* Begin Rows *
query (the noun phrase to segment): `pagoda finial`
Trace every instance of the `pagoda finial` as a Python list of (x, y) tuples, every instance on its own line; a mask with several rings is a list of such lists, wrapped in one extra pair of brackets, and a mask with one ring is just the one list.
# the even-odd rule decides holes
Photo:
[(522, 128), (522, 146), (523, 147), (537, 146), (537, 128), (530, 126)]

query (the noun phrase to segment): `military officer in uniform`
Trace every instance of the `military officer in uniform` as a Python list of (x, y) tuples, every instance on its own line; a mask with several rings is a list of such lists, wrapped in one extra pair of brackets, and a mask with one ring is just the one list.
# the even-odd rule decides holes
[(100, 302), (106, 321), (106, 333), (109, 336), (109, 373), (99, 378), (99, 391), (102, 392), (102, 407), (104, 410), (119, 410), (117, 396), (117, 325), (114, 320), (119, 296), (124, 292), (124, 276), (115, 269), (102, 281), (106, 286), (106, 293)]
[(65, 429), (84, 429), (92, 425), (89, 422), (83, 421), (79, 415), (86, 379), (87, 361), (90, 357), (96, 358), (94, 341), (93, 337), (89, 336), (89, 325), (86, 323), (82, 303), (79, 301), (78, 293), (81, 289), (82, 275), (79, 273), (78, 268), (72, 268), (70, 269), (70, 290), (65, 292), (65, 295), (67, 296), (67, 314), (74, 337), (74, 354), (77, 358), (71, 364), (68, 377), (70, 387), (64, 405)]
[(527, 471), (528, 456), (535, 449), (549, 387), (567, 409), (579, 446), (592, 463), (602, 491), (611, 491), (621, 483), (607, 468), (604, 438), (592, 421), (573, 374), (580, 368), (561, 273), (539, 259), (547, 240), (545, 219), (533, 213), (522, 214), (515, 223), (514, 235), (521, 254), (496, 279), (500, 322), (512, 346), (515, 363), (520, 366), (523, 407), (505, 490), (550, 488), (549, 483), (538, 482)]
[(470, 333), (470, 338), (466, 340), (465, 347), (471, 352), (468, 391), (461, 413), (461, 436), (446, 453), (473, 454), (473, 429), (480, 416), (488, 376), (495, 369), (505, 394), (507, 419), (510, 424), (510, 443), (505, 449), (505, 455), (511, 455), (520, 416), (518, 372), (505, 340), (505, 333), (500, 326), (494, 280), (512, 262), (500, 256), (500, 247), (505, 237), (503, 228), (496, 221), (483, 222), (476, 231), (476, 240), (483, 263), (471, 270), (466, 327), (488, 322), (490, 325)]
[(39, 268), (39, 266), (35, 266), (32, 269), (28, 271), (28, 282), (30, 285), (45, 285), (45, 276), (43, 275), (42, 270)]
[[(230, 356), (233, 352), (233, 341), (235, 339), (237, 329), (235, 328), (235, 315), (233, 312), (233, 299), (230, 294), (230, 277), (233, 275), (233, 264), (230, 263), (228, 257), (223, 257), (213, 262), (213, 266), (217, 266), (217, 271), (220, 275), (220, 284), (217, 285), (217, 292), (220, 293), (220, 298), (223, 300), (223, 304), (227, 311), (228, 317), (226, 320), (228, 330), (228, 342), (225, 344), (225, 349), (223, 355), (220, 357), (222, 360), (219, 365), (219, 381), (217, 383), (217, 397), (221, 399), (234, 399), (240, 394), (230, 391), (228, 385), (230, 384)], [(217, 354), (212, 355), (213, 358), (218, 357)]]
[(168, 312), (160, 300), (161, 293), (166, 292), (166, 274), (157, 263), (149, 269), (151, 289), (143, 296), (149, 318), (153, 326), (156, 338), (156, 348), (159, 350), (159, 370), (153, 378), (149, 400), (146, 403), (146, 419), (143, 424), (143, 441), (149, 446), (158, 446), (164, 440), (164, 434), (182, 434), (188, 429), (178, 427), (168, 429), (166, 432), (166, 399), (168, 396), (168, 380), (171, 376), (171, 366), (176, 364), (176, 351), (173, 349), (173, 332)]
* End Rows *
_Your goal_: Update the listing above so that every occurrence of "even-odd rule" reads "nonzero winding rule", and leave everything else unchanged.

_Solution below_:
query (the noun phrase to segment): `pagoda finial`
Trace every instance of the `pagoda finial` as a Python list of (x, y) tuples, every instance on its own line; a mask with several rings is a list of such lists, wrapped in one extra pair of brackets, and a mask with one ring is just the one list.
# the nonzero winding rule decides holes
Photo:
[(522, 128), (522, 146), (523, 147), (537, 146), (537, 128), (530, 126)]

query (the noun phrase to segment): `military officer in uniform`
Trace every instance of the `military officer in uniform` as a Python list of (x, y) tuples, every instance on its own line; a mask with several rings is a list of such lists, wrapped in one extra pair of brackets, and a mask with one ring is just the one list.
# the nonzero winding rule decides holes
[(100, 302), (106, 321), (106, 333), (109, 336), (109, 373), (99, 378), (99, 391), (102, 392), (102, 407), (104, 410), (119, 410), (117, 396), (117, 325), (114, 320), (119, 296), (124, 292), (124, 276), (115, 269), (102, 281), (106, 286), (106, 293)]
[(65, 429), (84, 429), (92, 425), (89, 422), (83, 421), (79, 415), (86, 379), (87, 361), (90, 357), (96, 358), (94, 341), (93, 337), (89, 336), (89, 325), (86, 323), (82, 303), (79, 301), (78, 293), (81, 289), (82, 275), (79, 273), (78, 268), (72, 268), (70, 269), (70, 290), (65, 292), (65, 295), (67, 296), (67, 314), (74, 337), (74, 354), (77, 358), (71, 364), (68, 377), (70, 387), (64, 405)]
[(527, 471), (528, 456), (535, 449), (549, 387), (567, 409), (579, 446), (592, 463), (602, 491), (611, 491), (621, 483), (607, 468), (604, 438), (592, 421), (573, 374), (580, 368), (561, 273), (539, 259), (547, 240), (545, 219), (533, 213), (522, 214), (515, 223), (514, 235), (521, 254), (496, 279), (500, 322), (512, 346), (515, 363), (520, 366), (523, 407), (505, 490), (550, 488), (549, 483), (538, 482)]
[(470, 333), (470, 338), (466, 340), (465, 347), (471, 352), (468, 391), (461, 413), (461, 436), (446, 453), (473, 454), (473, 429), (480, 416), (488, 376), (495, 369), (505, 394), (507, 419), (510, 424), (510, 443), (505, 449), (505, 455), (511, 455), (520, 416), (518, 372), (505, 340), (505, 333), (500, 326), (494, 280), (512, 262), (500, 256), (500, 247), (505, 237), (503, 228), (496, 221), (483, 222), (476, 231), (476, 240), (483, 263), (471, 270), (466, 327), (488, 322), (490, 325)]
[(39, 268), (39, 266), (35, 266), (32, 269), (28, 271), (28, 282), (30, 285), (45, 285), (45, 276), (43, 275), (42, 270)]
[[(230, 356), (233, 352), (233, 341), (235, 339), (237, 329), (235, 328), (235, 315), (233, 312), (233, 299), (230, 294), (230, 277), (233, 275), (233, 264), (230, 263), (228, 257), (223, 257), (213, 262), (213, 266), (217, 266), (217, 271), (220, 275), (220, 284), (217, 285), (217, 292), (220, 293), (220, 298), (223, 300), (223, 304), (227, 311), (228, 317), (226, 320), (228, 330), (228, 342), (225, 344), (225, 349), (223, 355), (220, 357), (222, 360), (219, 365), (219, 381), (217, 383), (217, 397), (221, 399), (234, 399), (240, 394), (230, 391), (228, 385), (230, 384)], [(217, 354), (212, 355), (213, 358), (218, 357)]]
[(168, 312), (160, 300), (161, 293), (166, 292), (166, 274), (157, 263), (149, 269), (151, 289), (143, 296), (149, 318), (153, 326), (156, 338), (156, 348), (159, 350), (159, 370), (153, 378), (149, 400), (146, 403), (146, 419), (143, 424), (143, 441), (149, 446), (158, 446), (164, 440), (164, 434), (182, 434), (188, 429), (178, 427), (168, 429), (166, 432), (166, 399), (168, 396), (168, 380), (171, 376), (171, 366), (176, 364), (176, 351), (173, 349), (173, 332)]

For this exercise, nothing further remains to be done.